▶ [What the task requires]: Show every line of the items below that contains the word "wheel", copying each line in full. Case counts.

[Bounding-box records]
** Start **
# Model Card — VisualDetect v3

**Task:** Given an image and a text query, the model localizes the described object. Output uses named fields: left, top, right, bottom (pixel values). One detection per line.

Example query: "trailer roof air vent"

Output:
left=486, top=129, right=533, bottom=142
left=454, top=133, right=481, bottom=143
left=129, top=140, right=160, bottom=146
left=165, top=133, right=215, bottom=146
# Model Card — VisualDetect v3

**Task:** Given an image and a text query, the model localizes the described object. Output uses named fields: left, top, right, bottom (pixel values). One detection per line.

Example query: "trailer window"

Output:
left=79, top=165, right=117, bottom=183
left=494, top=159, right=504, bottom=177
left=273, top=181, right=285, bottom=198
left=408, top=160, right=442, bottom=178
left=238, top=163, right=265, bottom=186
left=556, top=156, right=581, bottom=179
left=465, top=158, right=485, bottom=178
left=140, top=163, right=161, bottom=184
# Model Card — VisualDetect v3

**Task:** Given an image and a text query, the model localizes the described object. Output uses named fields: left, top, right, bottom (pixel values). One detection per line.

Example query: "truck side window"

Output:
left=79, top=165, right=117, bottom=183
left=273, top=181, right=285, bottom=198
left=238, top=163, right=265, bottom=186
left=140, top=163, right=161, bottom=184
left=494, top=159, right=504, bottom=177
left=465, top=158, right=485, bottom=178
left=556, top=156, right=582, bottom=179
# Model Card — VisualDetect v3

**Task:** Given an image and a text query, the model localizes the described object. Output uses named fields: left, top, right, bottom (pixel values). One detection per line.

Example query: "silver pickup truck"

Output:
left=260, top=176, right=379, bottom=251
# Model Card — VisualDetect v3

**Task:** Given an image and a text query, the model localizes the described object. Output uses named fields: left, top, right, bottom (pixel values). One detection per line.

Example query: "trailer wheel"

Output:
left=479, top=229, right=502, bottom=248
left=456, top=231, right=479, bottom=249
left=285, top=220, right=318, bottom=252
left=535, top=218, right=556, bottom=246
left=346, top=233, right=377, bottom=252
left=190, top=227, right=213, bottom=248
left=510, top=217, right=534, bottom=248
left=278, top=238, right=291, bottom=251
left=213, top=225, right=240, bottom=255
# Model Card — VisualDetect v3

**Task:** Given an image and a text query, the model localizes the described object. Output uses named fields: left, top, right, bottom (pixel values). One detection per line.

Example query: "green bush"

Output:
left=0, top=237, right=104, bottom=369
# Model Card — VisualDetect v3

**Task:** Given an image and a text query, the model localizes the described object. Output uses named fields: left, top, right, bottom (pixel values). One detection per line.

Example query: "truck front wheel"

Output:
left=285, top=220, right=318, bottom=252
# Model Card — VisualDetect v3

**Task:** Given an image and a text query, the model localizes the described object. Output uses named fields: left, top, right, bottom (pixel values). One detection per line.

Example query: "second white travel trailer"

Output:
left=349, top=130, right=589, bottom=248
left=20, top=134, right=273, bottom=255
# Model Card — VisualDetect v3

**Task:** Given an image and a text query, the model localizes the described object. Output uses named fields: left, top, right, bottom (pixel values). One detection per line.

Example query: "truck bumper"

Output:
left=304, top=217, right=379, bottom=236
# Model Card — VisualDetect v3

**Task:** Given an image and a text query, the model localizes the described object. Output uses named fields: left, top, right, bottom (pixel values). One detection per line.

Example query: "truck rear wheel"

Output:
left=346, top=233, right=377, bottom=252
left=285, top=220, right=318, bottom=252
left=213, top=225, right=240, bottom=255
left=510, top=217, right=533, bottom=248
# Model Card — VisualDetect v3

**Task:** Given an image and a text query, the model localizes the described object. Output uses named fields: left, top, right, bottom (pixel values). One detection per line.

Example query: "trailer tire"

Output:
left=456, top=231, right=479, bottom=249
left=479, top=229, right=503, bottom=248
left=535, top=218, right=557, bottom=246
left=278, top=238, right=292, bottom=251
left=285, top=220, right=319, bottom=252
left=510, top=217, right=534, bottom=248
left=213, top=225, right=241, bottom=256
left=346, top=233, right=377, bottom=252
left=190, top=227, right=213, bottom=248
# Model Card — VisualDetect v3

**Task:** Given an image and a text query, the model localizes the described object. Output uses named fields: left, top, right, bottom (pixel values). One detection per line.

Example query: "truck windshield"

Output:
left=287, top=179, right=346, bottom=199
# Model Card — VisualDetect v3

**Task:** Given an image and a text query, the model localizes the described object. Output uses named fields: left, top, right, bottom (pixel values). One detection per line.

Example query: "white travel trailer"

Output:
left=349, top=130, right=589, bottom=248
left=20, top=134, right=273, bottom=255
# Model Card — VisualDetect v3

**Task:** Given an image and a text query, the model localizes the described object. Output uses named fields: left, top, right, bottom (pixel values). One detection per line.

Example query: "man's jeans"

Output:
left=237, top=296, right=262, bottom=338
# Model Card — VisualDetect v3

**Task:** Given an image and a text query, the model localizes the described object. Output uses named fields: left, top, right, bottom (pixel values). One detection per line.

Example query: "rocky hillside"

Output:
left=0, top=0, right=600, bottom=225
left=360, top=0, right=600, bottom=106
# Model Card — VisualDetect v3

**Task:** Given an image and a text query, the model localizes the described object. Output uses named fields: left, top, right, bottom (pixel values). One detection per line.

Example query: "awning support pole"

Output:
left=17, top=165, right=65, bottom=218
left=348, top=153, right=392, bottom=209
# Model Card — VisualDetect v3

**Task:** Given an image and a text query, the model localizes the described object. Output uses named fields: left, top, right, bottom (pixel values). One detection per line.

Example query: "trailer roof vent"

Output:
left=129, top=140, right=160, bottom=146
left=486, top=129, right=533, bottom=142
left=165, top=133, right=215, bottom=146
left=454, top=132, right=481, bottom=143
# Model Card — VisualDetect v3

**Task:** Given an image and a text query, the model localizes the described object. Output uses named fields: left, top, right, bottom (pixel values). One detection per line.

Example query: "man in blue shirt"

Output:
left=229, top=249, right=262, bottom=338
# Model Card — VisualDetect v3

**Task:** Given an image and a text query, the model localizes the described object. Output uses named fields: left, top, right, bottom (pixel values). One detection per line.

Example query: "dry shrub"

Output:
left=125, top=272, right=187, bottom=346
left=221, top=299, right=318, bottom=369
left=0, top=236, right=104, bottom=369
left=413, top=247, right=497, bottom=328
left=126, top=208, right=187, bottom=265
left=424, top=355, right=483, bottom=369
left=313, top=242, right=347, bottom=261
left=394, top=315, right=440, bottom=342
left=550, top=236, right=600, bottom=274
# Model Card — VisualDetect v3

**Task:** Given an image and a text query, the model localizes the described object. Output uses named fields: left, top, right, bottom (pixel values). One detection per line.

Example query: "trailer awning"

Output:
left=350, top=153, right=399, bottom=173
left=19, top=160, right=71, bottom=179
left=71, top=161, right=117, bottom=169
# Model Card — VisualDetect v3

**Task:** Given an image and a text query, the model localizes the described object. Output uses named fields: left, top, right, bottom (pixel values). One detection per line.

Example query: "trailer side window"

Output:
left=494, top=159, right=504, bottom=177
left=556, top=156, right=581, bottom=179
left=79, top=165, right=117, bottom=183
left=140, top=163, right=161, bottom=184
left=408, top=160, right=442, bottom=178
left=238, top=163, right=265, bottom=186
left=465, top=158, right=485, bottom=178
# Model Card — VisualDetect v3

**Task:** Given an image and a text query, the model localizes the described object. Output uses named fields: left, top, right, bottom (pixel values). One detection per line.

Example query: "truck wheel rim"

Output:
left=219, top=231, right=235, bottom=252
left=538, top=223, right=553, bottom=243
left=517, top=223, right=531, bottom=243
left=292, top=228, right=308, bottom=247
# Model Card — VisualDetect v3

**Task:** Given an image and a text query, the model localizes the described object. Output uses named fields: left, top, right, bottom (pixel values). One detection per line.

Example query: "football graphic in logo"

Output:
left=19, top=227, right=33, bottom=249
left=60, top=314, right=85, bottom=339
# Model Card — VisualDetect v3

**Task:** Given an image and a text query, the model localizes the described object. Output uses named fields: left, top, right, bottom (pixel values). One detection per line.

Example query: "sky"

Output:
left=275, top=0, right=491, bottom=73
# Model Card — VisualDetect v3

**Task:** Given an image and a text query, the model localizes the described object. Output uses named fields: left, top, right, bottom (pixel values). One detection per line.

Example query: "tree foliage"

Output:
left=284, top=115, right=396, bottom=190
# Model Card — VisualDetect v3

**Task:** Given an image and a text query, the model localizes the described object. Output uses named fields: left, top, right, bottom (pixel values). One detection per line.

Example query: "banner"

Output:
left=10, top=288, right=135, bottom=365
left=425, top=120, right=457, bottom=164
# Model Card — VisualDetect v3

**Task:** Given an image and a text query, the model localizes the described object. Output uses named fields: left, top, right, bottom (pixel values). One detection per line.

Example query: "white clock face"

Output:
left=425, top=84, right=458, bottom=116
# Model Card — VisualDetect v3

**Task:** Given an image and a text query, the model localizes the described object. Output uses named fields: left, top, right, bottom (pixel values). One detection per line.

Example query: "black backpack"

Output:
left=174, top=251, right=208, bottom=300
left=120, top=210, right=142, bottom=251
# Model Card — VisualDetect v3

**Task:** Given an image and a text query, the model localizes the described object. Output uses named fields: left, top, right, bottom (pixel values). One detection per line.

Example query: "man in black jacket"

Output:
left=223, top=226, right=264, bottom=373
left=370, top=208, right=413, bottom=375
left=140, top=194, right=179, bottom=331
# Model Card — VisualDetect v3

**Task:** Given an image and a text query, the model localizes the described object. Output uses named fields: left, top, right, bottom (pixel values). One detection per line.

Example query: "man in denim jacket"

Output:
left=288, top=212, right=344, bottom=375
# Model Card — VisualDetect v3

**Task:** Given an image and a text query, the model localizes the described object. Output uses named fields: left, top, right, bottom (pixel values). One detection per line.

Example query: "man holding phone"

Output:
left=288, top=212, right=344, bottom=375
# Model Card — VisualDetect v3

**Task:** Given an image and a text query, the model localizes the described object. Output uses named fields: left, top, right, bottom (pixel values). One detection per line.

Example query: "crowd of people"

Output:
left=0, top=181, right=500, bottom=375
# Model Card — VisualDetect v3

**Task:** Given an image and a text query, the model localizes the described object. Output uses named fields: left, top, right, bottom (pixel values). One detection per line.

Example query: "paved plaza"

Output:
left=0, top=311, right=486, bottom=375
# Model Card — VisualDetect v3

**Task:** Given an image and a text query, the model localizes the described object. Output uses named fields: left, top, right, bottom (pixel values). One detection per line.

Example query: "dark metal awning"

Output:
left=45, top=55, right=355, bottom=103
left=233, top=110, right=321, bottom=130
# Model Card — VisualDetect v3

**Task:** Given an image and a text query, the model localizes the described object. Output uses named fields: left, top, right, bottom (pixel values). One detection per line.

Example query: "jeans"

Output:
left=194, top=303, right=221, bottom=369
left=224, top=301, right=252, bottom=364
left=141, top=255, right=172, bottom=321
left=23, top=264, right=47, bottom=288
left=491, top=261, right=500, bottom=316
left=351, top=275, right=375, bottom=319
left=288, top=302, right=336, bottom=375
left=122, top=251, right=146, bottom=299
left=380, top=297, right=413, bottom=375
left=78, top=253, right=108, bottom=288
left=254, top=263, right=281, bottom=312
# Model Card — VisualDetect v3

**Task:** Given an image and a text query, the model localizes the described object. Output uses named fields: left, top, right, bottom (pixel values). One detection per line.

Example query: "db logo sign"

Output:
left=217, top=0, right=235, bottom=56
** End **
▶ [Result below]:
Example query: "trailer wheel"
Example query: "truck front wheel"
Example query: "truck rear wheel"
Example query: "truck wheel rim"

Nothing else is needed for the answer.